● **STATED PROBLEM**: Copy the lines of the data file below word for word, starting at the line that contains "floor and return bounding boxes." and ending at the line that contains "[0,155,128,213]".

(Excerpt from a data file)
══════════
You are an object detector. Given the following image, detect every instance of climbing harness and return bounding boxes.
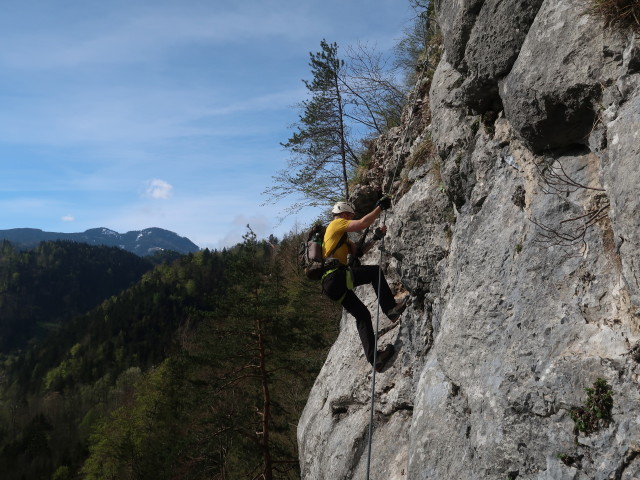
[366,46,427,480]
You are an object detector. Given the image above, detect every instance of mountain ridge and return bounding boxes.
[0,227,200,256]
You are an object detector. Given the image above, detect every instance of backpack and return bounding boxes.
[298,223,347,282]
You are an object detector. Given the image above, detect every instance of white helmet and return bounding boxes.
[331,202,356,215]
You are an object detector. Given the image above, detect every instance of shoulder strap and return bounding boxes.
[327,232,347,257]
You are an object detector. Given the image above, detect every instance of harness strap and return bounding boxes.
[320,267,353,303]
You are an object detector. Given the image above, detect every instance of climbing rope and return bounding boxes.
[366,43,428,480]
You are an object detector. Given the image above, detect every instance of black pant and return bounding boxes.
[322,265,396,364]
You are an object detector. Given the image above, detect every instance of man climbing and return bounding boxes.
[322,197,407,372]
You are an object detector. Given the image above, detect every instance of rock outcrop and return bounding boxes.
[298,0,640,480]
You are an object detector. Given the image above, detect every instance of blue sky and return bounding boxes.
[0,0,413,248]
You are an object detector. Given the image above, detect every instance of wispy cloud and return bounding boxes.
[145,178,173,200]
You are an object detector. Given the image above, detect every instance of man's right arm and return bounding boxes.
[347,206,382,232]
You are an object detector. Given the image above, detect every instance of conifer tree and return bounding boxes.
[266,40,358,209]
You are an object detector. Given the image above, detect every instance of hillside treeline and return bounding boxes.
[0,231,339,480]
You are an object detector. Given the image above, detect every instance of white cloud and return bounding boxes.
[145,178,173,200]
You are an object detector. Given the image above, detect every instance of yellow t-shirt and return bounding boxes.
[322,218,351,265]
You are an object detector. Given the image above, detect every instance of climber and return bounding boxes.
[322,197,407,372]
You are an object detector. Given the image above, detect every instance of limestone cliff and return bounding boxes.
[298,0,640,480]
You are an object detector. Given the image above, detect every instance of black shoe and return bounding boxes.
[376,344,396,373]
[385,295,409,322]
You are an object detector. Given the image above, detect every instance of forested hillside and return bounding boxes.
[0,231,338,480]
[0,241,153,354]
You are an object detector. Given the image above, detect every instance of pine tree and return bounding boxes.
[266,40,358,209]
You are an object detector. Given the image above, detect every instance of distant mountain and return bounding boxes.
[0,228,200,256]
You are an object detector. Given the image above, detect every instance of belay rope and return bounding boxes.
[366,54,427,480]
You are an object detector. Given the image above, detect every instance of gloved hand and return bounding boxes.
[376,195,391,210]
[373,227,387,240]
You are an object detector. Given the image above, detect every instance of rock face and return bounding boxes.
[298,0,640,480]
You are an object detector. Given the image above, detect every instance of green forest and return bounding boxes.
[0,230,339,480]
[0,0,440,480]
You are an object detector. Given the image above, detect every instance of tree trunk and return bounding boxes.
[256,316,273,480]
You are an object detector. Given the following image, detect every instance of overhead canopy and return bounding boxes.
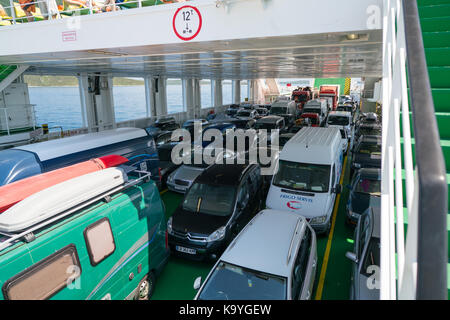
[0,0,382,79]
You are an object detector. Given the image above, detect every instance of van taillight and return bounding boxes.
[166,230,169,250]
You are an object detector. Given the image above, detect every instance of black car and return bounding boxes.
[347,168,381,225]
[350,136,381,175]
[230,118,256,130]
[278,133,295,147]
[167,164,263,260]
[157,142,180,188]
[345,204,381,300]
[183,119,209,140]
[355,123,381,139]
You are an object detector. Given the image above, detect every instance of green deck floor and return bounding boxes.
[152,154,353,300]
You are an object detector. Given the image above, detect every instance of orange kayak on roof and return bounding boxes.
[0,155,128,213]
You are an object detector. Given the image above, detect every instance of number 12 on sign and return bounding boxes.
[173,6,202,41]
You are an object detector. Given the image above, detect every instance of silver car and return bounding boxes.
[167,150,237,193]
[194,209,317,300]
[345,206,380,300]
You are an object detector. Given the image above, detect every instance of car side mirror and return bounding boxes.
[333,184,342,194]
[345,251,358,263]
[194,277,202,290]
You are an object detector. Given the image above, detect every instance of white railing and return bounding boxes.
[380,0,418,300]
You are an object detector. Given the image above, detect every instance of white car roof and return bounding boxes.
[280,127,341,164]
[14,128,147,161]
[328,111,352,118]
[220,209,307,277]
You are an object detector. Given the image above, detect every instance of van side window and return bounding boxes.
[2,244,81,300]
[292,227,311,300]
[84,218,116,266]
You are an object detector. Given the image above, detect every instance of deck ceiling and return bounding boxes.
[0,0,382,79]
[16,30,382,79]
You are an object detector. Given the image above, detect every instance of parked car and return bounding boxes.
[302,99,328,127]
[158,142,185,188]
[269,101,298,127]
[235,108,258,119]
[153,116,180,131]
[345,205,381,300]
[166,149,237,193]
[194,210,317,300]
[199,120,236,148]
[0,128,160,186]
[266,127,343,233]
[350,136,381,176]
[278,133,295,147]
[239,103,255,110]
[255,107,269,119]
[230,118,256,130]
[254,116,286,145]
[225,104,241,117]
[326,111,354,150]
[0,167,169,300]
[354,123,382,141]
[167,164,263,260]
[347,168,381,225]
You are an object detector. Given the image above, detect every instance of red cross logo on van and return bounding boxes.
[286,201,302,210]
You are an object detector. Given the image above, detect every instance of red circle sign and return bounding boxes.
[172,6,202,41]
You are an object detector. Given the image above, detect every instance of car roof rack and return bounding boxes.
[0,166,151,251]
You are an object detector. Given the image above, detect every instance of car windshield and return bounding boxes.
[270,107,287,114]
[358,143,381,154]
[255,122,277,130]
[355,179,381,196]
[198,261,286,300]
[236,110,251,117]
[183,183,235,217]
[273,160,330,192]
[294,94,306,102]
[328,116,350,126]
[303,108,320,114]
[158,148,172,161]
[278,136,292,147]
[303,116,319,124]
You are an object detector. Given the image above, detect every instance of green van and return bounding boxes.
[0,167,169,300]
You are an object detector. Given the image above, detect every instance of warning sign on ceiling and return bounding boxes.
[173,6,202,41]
══════════
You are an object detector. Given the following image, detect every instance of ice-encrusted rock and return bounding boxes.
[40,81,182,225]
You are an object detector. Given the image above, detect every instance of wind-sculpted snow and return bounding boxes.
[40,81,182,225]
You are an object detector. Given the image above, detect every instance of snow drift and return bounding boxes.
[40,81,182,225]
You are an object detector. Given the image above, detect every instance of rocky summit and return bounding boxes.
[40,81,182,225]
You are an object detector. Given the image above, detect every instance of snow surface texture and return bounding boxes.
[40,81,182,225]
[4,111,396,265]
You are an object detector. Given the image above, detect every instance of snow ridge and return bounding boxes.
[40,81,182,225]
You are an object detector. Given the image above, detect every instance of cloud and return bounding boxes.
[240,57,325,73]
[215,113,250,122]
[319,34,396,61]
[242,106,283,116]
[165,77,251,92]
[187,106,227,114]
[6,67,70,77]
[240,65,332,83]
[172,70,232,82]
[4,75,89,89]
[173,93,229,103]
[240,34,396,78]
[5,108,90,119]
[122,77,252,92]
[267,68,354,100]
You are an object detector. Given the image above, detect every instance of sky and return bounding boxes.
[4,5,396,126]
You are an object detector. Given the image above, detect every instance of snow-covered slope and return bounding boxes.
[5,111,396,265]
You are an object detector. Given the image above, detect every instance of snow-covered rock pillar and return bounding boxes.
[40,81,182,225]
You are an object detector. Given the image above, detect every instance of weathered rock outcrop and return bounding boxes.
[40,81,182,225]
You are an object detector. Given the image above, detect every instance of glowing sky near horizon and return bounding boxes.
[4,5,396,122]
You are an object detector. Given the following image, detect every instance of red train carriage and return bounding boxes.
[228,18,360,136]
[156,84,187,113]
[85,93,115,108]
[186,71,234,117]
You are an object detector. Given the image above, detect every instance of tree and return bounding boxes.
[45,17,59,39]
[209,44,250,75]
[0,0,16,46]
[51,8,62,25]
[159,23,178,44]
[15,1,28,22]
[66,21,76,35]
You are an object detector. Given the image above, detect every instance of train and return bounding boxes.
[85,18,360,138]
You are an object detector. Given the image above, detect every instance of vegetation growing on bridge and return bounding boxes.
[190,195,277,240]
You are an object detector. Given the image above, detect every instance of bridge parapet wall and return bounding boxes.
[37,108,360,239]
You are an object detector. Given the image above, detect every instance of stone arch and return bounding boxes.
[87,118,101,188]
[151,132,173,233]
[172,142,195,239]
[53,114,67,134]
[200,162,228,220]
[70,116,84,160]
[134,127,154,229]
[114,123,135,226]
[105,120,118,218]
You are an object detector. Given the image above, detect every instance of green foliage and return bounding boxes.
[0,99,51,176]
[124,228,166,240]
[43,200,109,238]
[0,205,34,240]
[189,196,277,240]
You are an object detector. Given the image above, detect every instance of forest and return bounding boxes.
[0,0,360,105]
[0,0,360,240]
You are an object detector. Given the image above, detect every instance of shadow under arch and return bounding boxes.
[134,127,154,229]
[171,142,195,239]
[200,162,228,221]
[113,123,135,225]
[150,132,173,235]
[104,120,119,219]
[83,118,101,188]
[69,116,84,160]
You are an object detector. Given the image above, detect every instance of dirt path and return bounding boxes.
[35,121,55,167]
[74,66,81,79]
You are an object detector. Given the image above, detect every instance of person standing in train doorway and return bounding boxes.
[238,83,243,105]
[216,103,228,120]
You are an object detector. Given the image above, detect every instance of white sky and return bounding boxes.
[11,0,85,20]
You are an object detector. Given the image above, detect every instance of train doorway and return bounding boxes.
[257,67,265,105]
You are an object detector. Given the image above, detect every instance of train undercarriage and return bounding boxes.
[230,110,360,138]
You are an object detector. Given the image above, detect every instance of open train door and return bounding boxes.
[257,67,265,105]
══════════
● **RESULT OF THE EXERCISE**:
You are an object detector. Given the image above, detect every instance of green deck floor and return bounding boxes.
[152,154,353,300]
You are an object detector. Given the image above, detect every instance of orange kayak on roof and return bounding boxes.
[0,155,128,213]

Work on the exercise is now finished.